» **文档段落**:

·····

[BZOJ 2049] [Sdoi2008] Cave 洞穴勘测 【LCT】

题目链接:BZOJ – 2049

 

题目分析

LCT的基本模型,包括 Link ,Cut 操作和判断两个点是否在同一棵树内。

Link(x, y) : Make_Root(x); Splay(x); Father[x] = y;

Cut(x, y) : Make_Root(x); Access(y); 断掉 y 和 Son[y][0]; 注意修改 Son[y][0] 的 isRoot 和 Father

判断 x, y 是否在同一棵数内,我们就看两个点所在树的根是否相同,使用 Find_Root();

Find_Root(x) : Access(x); Splay(x); while (Son[x][0] != 0) x = Son[x][0]; 然后 x 就是树根了。

 

代码

#include <iostream>
#include <cstdlib>
#include <cstdio>
#include <cstring>
#include <cmath>
#include <algorithm>

using namespace std;

inline void Read(int &Num)
{
	char c = getchar();
	bool Neg = false;
	while (c < '0' || c > '9')

·····

» **数据摘录**:

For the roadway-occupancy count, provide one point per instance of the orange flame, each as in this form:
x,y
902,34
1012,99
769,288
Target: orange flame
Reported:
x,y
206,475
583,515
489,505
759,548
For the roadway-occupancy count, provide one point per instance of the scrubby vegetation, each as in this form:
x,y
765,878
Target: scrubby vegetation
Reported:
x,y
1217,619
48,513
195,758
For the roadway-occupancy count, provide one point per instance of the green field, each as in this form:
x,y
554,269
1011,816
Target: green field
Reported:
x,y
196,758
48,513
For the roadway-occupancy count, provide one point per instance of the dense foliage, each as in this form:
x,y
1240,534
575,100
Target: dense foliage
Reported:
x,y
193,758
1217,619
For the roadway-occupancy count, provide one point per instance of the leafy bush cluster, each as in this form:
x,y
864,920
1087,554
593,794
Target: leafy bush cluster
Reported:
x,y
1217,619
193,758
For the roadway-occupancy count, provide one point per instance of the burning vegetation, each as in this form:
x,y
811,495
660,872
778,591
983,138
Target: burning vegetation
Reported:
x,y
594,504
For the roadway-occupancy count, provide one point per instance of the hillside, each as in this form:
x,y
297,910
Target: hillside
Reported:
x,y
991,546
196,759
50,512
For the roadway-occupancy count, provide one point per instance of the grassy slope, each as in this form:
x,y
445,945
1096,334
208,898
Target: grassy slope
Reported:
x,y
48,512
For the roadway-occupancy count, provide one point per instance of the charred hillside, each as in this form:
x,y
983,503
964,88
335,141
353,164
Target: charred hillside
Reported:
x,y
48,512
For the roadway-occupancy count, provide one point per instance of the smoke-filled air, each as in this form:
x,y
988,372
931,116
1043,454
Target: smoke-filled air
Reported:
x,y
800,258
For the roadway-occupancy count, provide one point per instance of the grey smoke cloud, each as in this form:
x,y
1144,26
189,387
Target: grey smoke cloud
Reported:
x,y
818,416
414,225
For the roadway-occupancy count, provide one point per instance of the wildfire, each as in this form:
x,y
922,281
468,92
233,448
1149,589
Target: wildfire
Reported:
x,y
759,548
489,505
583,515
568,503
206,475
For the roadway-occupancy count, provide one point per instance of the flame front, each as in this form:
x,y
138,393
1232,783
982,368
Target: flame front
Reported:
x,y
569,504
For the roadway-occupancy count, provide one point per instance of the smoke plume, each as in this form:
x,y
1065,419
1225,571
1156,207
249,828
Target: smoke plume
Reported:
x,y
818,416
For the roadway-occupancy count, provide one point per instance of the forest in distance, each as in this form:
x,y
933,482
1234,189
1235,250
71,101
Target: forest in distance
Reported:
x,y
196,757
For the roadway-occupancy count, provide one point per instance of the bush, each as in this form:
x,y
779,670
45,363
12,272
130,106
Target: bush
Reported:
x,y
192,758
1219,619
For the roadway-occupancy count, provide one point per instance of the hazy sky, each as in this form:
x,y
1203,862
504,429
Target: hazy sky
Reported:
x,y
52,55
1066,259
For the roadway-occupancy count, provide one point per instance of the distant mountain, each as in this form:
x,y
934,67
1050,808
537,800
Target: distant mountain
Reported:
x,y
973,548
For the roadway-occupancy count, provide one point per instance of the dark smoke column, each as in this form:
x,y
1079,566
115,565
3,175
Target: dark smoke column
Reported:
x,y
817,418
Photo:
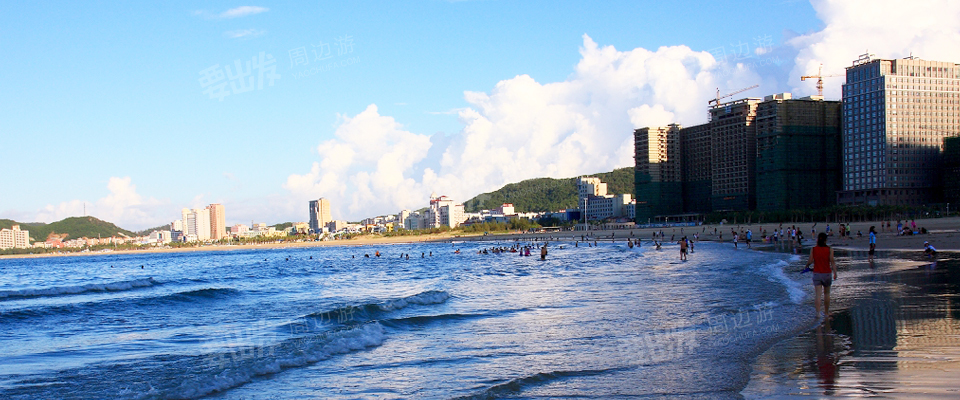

·····

» **待完成任务**:
(1) 请根据洞穴勘测题解回答：
(a) 判断两个点是否在同一棵树内时用哪个函数？
(b) Link(x, y) 的最后一步把 Father[x] 设为什么？
(c) 代码的 Read 函数里，用来标记负数的布尔变量叫什么？
(2) 下列说法与洞穴勘测题解相符吗？
(a) Cut(x, y) 先对 y 执行 Make_Root。
(b) Find_Root(x) 沿 Son[x][0] 一路往下找到树根。
(c) 代码引入了 <cmath> 头文件。
(3) 请从洞穴勘测题解的末尾接着往下写。

» **各题答案**:
(1)
(a) Find_Root()
(b) y
(c) Neg

(2)
(a) 否。"Cut(x, y) : Make_Root(x); Access(y);"
(b) 是。"while (Son[x][0] != 0) x = Son[x][0]; 然后 x 就是树根了。"
(c) 是。"#include <cmath>"

(3)
	{
		if (c == '-') Neg = true;
		c = getchar();
	}
	Num = c - '0'; c = getchar();
	while (c >= '0' && c <= '9')
	{
		Num = Num * 10 + c - '0';
		c = getchar();
	}
	if (Neg) Num = -Num;
}

const int MaxN = 10000 + 5;

int n, m;
int Father[MaxN], Son[MaxN][2];

bool isRoot[MaxN], Rev[MaxN];

inline void Reverse(int x)
{
	Rev[x] = !Rev[x];
	swap(Son[x][0], Son[x][1]);
}

inline void PushDown(int x)
{
	if (!Rev[x]) return;
	Rev[x] = false;
	if (Son[x][0]) Reverse(Son[x][0]);
	if (Son[x][1]) Reverse(Son[x][1]);
}

void Rotate(int x)
{
	int y = Father[x], f;
	PushDown(y); PushDown(x);
	if (x == Son[y][0]) f = 1;
	else f = 0;
	if (isRoot[y])
	{
		isRoot[y] = false;
		isRoot[x] = true;
	}
	else
	{
		if (y == Son[Father[y]][0]) Son[Father[y]][0] = x;
		else Son[Father[y]][1] = x;
	}
	Father[x] = Father[y];
	Son[y][f ^ 1] = Son[x][f];
	if (Son[x][f]) Father[Son[x][f]] = y;
	Son[x][f] = y;
	Father[y] = x;
}

void Splay(int x)
{
	int y;
	while (!isRoot[x])
	{
		y = Father[x];
		if (isRoot[y])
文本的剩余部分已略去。